◆ Exercise material ◆
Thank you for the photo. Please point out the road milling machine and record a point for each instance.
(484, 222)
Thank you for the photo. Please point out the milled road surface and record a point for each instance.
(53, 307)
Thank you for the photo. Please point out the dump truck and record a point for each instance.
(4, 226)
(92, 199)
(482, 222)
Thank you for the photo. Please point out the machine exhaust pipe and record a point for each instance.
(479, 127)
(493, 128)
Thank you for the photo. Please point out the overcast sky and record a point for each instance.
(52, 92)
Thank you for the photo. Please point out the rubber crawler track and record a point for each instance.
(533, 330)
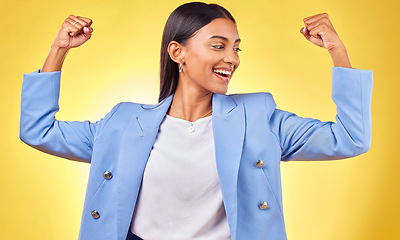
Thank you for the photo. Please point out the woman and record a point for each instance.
(200, 164)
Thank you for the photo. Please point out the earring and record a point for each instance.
(180, 66)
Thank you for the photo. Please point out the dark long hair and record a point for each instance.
(183, 22)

◆ Exercise instructions ◆
Rewrite all of the records above, swapping "record a point" for "place a marker" and changing nothing else. Leave the pictures out.

◆ Response to the task ◆
Thank you for the photo. Please point out the road milling machine and place a marker for each instance.
(484, 222)
Thank you for the photo. Please point out the milled road surface and place a marker for each instance.
(53, 307)
Thank you for the photo. Please point out the dump truck and place a marker for each instance.
(4, 226)
(92, 199)
(482, 222)
Thank you for the photo. Please point out the machine exhaust pipe and place a marker for each instance.
(479, 127)
(493, 128)
Thank you for the photo. Please point out the overcast sky and place a marker for each instance.
(52, 92)
Thank you for the photo. Please point out the rubber crawler track and place a marker for each instance.
(533, 330)
Thank you for the photo. Please point out the woman and place a marker for each instance.
(200, 164)
Thank you for the photo. Please point out the earring and place a marker for each instance.
(180, 66)
Thank you for the photo. Please point out the dark long hair and place a marker for each instance.
(183, 22)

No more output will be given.